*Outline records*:
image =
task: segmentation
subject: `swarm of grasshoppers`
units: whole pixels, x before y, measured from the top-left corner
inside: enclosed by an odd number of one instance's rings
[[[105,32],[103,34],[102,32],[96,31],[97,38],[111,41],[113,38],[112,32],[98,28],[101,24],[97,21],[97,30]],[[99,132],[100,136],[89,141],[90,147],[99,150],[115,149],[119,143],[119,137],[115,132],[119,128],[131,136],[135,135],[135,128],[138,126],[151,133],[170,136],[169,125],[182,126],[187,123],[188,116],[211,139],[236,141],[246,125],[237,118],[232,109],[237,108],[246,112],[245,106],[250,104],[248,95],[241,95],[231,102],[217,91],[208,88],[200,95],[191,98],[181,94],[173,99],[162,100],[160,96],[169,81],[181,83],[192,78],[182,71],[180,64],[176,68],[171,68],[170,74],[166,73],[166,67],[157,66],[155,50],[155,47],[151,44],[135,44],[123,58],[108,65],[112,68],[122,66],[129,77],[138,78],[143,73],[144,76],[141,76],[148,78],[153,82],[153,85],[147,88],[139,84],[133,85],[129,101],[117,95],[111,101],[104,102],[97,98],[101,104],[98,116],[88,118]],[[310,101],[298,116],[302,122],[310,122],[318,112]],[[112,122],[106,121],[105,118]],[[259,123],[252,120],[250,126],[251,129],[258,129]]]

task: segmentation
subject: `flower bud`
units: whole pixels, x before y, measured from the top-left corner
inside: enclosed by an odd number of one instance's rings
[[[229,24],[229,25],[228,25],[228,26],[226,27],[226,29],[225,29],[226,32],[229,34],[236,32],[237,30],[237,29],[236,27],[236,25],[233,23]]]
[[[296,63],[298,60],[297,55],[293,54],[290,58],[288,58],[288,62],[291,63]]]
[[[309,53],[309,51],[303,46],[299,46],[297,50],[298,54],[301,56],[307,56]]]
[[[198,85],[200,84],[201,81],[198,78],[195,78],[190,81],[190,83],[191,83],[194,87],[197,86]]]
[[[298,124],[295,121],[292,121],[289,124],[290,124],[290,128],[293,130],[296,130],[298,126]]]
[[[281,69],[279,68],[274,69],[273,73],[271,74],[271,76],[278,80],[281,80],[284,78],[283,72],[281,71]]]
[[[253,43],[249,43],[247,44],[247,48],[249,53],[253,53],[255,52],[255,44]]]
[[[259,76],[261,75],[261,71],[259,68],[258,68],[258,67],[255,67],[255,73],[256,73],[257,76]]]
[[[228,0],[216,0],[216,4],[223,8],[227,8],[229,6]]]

*WRITTEN INSTRUCTION*:
Reproduce every line of the material above verbatim, without any alteration.

*TASK OUTPUT*:
image =
task: segmentation
subject: `swarm of grasshoppers`
units: whole pixels, x before y, measured from the top-left corner
inside: enclosed by an odd number of one instance's rings
[[[105,32],[103,34],[102,32],[96,31],[97,38],[111,41],[113,38],[112,32],[98,28],[101,24],[97,21],[97,30]],[[99,132],[100,136],[89,141],[90,147],[99,150],[115,149],[119,143],[119,137],[115,132],[119,128],[131,136],[135,135],[135,128],[138,126],[151,133],[170,136],[169,125],[182,126],[187,123],[188,116],[211,139],[236,141],[246,125],[237,118],[232,109],[237,108],[246,112],[245,106],[250,104],[248,95],[241,95],[231,102],[217,91],[208,88],[200,95],[191,98],[181,94],[173,99],[162,100],[160,96],[169,81],[181,83],[192,78],[182,71],[180,64],[176,68],[171,68],[170,74],[166,73],[166,67],[157,66],[155,50],[155,47],[151,44],[135,44],[123,58],[108,65],[112,68],[122,66],[129,77],[138,78],[143,73],[144,76],[141,76],[148,78],[153,82],[153,85],[147,88],[139,84],[133,85],[129,101],[117,95],[111,101],[104,102],[97,98],[101,104],[98,116],[88,118]],[[310,101],[298,116],[302,122],[310,122],[318,112]],[[112,122],[106,121],[105,118]],[[259,123],[252,120],[250,126],[251,129],[258,129]]]

task: segmentation
subject: `flower bud`
units: whole pixels, x before y, measured from the top-left corner
inside: enclosed by an odd number of one instance's rings
[[[229,24],[229,25],[228,25],[228,26],[226,27],[226,29],[225,29],[226,32],[229,34],[236,32],[237,30],[237,29],[236,27],[236,25],[233,23]]]
[[[296,63],[298,60],[297,55],[293,54],[290,58],[288,58],[288,62],[291,63]]]
[[[309,53],[309,51],[303,46],[299,46],[297,50],[298,54],[301,56],[307,56]]]
[[[198,85],[200,84],[201,81],[198,78],[195,78],[190,81],[190,83],[191,83],[194,87],[197,86]]]
[[[298,124],[295,121],[292,121],[289,124],[290,124],[290,128],[293,130],[296,130],[298,126]]]
[[[281,69],[279,68],[274,69],[273,73],[271,74],[271,76],[278,80],[281,80],[284,78],[283,72],[281,71]]]
[[[253,43],[249,43],[247,44],[247,48],[249,53],[253,53],[255,52],[255,44]]]
[[[259,76],[261,75],[261,71],[259,68],[258,68],[258,67],[255,67],[255,73],[256,73],[257,76]]]
[[[228,0],[216,0],[216,4],[223,8],[227,8],[229,6]]]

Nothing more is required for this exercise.